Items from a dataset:

○ ○ ○ ○ ○ ○ ○

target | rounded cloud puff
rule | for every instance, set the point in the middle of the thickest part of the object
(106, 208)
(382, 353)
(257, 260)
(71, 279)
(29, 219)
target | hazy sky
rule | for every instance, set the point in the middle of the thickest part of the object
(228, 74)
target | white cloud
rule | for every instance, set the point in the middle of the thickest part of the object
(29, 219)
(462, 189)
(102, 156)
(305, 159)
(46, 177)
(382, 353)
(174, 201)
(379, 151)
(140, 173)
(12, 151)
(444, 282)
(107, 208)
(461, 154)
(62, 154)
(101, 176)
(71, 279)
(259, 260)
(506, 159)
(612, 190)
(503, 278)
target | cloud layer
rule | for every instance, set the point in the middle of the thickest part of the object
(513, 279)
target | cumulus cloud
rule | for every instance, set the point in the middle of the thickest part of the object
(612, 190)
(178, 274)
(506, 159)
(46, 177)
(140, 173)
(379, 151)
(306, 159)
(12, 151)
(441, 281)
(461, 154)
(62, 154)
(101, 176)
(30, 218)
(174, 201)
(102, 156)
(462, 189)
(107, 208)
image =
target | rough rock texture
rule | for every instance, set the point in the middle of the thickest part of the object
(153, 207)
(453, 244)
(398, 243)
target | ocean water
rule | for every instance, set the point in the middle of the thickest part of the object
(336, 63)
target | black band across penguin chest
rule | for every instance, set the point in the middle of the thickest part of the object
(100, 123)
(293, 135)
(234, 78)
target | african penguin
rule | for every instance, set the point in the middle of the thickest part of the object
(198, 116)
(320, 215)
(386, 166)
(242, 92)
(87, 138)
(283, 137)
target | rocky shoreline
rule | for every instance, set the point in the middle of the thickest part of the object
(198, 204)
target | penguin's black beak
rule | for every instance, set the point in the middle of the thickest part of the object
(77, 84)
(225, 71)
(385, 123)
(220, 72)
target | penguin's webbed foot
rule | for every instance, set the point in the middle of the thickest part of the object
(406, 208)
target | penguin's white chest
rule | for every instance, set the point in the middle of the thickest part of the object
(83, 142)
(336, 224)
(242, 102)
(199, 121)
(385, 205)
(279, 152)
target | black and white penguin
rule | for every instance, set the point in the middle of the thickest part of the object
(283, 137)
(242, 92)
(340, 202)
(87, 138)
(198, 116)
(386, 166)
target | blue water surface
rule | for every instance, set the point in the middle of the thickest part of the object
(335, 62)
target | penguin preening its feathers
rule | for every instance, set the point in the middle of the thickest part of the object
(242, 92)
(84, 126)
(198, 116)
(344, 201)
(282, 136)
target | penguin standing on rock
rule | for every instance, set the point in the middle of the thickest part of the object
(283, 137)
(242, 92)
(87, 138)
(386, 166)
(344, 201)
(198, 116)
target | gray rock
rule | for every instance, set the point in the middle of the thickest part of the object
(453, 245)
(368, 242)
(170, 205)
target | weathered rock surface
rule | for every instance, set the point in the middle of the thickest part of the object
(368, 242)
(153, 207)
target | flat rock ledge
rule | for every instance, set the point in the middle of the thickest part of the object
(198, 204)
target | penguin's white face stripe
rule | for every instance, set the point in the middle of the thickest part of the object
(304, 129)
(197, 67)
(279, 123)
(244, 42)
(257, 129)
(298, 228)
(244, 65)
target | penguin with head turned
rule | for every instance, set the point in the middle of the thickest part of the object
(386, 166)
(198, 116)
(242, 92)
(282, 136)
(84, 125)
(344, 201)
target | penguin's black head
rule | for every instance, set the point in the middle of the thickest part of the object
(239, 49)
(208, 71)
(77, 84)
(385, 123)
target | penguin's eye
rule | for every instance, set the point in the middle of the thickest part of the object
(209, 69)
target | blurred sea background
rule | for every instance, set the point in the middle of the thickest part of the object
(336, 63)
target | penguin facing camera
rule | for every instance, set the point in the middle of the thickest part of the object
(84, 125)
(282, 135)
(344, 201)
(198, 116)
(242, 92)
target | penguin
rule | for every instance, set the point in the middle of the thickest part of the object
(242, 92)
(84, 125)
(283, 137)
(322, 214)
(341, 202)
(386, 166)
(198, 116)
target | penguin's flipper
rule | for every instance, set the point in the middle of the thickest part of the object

○ ○ ○ ○ ○ ○ ○

__What you have to do__. Write out the lines above again, putting "widest part" wherever "thickest part" appears and keeping everything else the same.

__Response to this exercise__.
target | rounded cloud puff
rule | for every instance, set the point in the middle of the widest part of the object
(106, 208)
(382, 353)
(257, 260)
(71, 279)
(29, 219)
target | hazy sky
rule | for every instance, set the point in the middle of the widest part of the object
(228, 74)
target | white cloud
rule | for every instance, set the point in the middle of the widest part of the object
(29, 219)
(462, 189)
(102, 156)
(305, 159)
(46, 177)
(382, 353)
(174, 201)
(379, 151)
(140, 173)
(12, 151)
(444, 282)
(107, 208)
(461, 154)
(62, 154)
(101, 176)
(71, 279)
(259, 260)
(506, 159)
(612, 190)
(503, 278)
target | cloud layer
rule | for every instance, set the point in the middle of the widest part of the object
(513, 279)
target | cumulus cloud
rule | for every instance, set the point in the middle of the widest part of the object
(612, 190)
(178, 274)
(506, 159)
(46, 177)
(140, 173)
(379, 151)
(306, 159)
(12, 151)
(441, 281)
(461, 154)
(62, 154)
(101, 176)
(30, 218)
(174, 201)
(102, 156)
(462, 189)
(107, 208)
image =
target | rough rock texture
rule | for every instance, set the point in the middle of the widest part of the object
(153, 207)
(453, 244)
(398, 243)
target | ocean water
rule | for every instance, set the point in the middle of the widest part of the object
(336, 63)
target | black band across penguin chest
rule | for every instance, set the point in the middle of the widest part of the object
(100, 123)
(293, 135)
(234, 78)
target | african penguin
rule | for every instance, set the point in the middle of the widest part of the object
(198, 116)
(320, 215)
(386, 166)
(242, 92)
(87, 138)
(283, 137)
target | rocky shoreline
rule | for every instance, set the point in the middle of the widest part of the object
(198, 204)
target | penguin's black beak
rule | for every instance, set the point in the middle of the widest part of the object
(77, 84)
(225, 71)
(385, 123)
(220, 72)
target | penguin's webbed foot
rule | for every instance, set the point in the middle of the widest part of the object
(406, 208)
target | penguin's white chest
rule | for every instance, set the point in the middle of the widest part of the object
(83, 142)
(336, 224)
(242, 102)
(199, 121)
(385, 205)
(279, 152)
target | black and white penguin
rule | for every instance, set the point in the middle of the widest part of the object
(283, 137)
(242, 92)
(340, 202)
(87, 138)
(198, 116)
(386, 166)
target | blue water surface
rule | for every instance, set the point in the middle of the widest part of the object
(335, 62)
target | penguin preening its feathers
rule | for every instance, set the point in the middle of the widest part of the object
(242, 92)
(84, 126)
(198, 116)
(344, 201)
(282, 136)
target | penguin standing on rock
rule | for every instance, set the point in the middle of the widest part of the object
(283, 137)
(242, 92)
(87, 138)
(386, 166)
(344, 201)
(198, 116)
target | gray rock
rule | for every instance, set the point in the middle of the widest part of the object
(453, 245)
(368, 242)
(170, 205)
target | weathered rock surface
rule | for every instance, set the point in the middle of the widest part of the object
(368, 242)
(153, 207)
target | flat rock ledge
rule | for every instance, set the point in the middle of the widest part of the object
(198, 204)
target | penguin's white face stripe
rule | for every instance, set the point in the middle of the widest part of the object
(304, 129)
(197, 67)
(279, 123)
(244, 42)
(257, 129)
(298, 228)
(244, 65)
target | penguin with head turned
rule | for every instance, set the point in the middle of the widest part of the object
(386, 166)
(198, 116)
(242, 92)
(282, 136)
(84, 125)
(344, 201)
target | penguin's black head
rule | for every instance, set the point in the middle of the widest part of the object
(239, 49)
(208, 71)
(77, 84)
(385, 123)
target | penguin's eye
rule | for every instance, set the point in the middle of the widest part of the object
(209, 69)
target | blurred sea background
rule | for every instance, set the point in the middle of the widest part of the object
(336, 63)
target | penguin facing camera
rule | for every instance, set the point in the middle of the widest part of the object
(84, 125)
(282, 135)
(344, 201)
(198, 116)
(242, 92)
target | penguin
rule | for every instance, set the point in the middle of the widest part of the object
(242, 92)
(84, 125)
(283, 137)
(322, 214)
(341, 202)
(386, 166)
(198, 116)
target | penguin's flipper
rule | for every instance, set the point in the middle of the widest part of the object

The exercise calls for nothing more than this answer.